---------- Records to process

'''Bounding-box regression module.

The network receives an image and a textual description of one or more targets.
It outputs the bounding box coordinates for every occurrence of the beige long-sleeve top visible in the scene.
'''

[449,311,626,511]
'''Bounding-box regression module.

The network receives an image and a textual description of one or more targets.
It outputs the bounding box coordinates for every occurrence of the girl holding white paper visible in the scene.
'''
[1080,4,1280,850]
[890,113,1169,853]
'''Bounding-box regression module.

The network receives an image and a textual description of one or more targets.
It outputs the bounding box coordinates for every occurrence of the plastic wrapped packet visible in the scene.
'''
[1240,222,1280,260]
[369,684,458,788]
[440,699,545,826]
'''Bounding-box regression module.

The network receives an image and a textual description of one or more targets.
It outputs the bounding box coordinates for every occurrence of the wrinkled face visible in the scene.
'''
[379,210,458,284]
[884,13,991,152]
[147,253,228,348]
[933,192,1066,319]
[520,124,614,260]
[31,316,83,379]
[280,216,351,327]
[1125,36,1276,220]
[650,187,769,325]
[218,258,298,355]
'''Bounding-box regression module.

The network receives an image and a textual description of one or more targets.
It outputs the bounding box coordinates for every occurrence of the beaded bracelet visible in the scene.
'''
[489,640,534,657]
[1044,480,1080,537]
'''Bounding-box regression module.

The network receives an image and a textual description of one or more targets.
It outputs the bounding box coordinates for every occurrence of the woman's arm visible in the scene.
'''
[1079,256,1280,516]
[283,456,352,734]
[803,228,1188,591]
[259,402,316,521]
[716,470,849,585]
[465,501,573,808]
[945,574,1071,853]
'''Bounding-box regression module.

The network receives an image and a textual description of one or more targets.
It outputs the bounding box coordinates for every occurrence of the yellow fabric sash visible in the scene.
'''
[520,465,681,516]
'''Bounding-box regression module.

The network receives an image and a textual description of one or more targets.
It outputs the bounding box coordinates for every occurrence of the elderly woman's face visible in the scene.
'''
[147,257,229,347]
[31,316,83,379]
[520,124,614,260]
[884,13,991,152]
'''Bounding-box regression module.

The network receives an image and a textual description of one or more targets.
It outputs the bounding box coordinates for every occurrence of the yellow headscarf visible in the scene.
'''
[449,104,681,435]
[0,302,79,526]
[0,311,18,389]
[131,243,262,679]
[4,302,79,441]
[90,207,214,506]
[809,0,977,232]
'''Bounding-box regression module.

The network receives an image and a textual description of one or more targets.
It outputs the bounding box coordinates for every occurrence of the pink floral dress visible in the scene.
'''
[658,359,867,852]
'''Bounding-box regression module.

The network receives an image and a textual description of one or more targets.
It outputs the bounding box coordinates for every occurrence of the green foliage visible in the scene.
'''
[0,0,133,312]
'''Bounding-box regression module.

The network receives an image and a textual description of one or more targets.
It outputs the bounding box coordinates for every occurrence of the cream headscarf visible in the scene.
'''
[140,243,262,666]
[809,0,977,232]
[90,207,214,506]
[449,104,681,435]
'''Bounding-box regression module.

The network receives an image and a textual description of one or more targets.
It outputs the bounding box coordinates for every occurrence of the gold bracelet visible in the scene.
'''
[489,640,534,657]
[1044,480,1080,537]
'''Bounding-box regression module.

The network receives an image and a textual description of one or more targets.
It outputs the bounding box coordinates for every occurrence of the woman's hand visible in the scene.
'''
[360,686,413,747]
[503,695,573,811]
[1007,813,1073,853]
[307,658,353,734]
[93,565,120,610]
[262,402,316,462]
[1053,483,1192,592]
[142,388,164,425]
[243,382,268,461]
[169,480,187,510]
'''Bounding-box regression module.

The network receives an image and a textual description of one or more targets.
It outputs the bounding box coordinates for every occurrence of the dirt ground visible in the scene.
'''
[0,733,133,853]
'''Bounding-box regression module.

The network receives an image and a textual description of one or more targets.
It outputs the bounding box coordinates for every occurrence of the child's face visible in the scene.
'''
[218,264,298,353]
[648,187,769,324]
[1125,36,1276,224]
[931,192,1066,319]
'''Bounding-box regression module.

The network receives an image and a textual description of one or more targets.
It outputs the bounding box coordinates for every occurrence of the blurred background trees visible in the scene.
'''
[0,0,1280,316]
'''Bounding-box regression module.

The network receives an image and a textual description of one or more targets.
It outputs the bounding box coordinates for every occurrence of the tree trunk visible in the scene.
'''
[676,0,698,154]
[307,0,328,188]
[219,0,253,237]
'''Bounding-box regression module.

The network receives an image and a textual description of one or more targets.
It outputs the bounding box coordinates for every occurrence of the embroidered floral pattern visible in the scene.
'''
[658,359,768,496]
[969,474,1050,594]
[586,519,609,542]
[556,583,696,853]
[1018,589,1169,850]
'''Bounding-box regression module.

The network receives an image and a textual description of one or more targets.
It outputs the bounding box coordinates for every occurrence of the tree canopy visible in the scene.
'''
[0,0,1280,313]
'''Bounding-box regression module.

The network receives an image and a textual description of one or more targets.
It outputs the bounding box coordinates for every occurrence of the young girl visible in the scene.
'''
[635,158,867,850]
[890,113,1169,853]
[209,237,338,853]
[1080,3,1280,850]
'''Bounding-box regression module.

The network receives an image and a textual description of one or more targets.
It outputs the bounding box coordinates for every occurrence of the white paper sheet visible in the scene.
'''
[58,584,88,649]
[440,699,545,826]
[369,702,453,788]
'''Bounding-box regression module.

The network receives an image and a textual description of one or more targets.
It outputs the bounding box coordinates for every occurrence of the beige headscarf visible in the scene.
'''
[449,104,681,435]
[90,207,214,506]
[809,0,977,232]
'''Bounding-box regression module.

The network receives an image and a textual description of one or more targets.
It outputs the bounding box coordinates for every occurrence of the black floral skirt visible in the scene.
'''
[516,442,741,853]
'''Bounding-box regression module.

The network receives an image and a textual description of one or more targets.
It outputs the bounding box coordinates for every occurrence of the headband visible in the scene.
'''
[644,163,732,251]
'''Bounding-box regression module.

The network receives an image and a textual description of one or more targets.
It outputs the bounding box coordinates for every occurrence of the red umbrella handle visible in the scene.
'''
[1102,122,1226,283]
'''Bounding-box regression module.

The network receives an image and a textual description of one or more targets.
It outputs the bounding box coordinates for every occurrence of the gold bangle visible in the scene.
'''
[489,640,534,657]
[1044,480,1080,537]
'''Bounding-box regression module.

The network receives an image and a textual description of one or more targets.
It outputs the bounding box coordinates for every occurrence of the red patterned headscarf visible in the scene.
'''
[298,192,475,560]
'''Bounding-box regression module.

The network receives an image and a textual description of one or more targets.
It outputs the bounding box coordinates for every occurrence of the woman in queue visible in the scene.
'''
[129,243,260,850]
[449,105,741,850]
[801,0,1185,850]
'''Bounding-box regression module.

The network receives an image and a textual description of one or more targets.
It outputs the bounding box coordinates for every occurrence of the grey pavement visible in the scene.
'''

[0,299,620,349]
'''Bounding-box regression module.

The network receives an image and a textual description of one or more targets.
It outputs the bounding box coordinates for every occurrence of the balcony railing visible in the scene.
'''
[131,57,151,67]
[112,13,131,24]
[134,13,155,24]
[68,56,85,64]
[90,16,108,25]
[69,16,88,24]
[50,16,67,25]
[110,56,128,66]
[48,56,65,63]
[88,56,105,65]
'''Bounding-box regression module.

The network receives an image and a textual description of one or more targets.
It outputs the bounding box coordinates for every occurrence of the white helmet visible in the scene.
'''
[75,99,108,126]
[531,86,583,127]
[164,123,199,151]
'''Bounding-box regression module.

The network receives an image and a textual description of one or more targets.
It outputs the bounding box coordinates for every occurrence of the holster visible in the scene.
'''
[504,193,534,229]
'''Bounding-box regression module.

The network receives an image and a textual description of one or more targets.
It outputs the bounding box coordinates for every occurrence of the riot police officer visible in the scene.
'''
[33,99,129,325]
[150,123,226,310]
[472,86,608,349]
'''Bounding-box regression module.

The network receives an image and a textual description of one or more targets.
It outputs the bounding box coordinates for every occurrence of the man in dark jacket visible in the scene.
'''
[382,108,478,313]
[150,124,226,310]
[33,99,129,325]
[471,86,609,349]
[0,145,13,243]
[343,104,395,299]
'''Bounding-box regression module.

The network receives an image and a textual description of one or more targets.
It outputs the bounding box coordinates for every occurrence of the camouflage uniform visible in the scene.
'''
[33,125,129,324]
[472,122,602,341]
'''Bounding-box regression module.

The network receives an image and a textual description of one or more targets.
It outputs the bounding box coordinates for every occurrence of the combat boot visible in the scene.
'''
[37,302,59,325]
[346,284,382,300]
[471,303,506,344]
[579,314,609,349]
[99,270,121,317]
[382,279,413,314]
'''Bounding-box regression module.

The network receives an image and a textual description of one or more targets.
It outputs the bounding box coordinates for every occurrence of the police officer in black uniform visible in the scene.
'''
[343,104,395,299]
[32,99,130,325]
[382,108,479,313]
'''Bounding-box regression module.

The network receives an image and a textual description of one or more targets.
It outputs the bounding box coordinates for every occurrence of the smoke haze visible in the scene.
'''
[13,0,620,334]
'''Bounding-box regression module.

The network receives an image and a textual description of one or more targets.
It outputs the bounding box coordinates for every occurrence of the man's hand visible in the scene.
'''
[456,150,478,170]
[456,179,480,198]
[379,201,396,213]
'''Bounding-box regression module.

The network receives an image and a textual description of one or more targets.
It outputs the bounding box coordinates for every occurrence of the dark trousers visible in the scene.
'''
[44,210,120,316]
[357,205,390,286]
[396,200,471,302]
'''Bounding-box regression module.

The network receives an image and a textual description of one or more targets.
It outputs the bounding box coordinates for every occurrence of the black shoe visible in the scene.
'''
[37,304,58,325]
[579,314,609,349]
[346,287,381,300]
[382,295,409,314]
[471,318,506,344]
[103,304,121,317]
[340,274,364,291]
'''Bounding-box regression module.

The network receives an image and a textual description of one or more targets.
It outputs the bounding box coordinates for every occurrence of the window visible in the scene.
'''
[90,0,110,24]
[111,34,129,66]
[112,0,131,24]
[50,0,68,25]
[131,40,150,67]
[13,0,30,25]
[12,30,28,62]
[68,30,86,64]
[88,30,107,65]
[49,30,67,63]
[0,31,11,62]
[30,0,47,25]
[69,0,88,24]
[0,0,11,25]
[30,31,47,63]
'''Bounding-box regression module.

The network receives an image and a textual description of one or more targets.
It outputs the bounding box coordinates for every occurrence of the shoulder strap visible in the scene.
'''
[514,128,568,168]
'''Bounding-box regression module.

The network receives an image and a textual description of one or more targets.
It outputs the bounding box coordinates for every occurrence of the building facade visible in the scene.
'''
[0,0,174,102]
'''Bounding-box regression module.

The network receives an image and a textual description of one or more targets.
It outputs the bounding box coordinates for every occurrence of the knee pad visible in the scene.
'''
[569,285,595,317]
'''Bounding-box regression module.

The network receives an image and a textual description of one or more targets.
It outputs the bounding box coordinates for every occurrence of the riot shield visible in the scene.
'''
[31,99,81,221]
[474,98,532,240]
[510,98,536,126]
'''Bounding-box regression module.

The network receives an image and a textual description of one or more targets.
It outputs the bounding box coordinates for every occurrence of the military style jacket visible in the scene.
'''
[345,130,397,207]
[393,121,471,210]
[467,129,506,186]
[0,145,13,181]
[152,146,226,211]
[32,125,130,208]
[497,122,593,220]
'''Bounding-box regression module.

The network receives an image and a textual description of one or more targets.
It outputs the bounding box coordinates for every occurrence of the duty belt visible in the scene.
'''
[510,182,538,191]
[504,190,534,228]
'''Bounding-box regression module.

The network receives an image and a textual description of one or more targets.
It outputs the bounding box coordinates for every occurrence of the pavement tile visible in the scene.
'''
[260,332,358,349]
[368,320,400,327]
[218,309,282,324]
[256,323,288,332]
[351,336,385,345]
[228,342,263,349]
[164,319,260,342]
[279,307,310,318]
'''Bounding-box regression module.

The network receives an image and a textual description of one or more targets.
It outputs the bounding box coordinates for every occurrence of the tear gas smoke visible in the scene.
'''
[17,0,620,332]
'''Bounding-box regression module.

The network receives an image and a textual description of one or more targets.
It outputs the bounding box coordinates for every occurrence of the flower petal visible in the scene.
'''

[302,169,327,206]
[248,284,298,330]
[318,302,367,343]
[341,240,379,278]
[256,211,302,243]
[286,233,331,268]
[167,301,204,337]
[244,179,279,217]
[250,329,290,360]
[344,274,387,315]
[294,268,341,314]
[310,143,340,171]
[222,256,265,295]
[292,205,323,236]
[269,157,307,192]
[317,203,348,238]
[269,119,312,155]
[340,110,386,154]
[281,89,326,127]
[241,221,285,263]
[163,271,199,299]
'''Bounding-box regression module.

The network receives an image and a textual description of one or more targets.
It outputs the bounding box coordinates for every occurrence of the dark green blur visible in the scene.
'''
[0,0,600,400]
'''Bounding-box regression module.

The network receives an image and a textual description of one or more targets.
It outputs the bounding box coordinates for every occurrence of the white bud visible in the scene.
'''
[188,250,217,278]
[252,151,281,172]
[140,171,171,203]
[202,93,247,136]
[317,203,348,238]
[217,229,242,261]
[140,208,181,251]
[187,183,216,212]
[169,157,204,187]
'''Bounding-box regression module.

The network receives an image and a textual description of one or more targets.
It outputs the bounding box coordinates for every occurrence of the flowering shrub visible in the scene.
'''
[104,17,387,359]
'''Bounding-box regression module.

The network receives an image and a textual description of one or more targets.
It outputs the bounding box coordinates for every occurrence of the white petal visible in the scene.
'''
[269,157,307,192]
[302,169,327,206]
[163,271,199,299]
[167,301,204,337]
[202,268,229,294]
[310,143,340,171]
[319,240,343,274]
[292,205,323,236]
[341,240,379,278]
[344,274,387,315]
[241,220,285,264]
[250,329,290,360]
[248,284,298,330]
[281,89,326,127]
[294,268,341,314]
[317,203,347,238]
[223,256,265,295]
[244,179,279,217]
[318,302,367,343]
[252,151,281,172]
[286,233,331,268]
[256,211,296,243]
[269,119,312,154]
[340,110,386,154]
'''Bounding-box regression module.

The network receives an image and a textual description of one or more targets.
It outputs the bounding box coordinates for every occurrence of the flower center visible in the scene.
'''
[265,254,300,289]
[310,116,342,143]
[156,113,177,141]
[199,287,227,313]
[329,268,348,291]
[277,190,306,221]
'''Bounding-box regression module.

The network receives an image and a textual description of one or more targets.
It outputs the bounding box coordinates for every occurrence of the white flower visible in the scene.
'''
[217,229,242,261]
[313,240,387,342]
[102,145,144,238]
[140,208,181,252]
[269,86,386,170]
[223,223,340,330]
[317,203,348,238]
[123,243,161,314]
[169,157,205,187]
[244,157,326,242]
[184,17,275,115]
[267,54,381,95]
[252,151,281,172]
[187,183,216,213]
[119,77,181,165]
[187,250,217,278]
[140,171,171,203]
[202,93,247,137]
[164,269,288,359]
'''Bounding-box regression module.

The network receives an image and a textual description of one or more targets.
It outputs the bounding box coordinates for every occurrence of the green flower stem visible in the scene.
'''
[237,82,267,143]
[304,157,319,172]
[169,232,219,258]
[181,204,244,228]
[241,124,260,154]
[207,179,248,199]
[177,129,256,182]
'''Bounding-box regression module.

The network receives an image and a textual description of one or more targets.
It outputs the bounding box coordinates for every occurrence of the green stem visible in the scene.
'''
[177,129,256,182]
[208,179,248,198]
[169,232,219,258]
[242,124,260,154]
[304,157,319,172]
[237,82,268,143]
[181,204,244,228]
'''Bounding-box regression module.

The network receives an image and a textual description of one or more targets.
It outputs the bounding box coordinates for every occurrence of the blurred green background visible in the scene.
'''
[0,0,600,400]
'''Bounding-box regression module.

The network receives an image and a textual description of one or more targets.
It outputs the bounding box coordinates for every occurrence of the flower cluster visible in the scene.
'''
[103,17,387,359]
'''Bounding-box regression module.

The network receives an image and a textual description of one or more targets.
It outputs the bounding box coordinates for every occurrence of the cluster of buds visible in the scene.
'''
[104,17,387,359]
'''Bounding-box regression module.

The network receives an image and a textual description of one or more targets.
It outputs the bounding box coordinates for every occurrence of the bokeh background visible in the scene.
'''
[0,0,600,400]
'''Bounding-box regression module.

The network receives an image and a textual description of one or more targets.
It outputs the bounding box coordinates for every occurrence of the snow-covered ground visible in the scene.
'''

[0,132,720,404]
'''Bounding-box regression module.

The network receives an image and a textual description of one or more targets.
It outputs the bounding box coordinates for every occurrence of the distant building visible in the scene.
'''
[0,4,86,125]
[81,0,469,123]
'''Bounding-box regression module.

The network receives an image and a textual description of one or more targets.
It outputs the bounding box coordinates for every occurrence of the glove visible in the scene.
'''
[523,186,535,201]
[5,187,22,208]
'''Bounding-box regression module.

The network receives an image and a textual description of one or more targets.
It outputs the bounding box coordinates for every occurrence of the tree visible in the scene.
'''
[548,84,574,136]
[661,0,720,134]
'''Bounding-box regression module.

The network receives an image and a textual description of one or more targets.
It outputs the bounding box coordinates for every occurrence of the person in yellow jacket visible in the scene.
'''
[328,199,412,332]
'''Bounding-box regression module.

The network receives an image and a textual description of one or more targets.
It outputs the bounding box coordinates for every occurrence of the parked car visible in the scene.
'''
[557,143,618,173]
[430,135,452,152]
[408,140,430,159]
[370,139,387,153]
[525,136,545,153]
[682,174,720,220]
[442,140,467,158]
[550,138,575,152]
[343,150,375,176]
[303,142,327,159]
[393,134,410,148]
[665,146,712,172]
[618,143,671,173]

--------------------

__Instructions for the task__: From the rows above, pick out and copy every line that contains the string "face", treating uppercase and lowercase letters as different.

__Finished task__:
It outputs the bounding box coordinates for every occurrence of the wrinkled face visible in the scene.
It outputs the bounding box coordinates for every occurrence of the elderly woman's face visible in the scene.
It outputs the bounding box coordinates for every occurrence of the child's face visible in the scene.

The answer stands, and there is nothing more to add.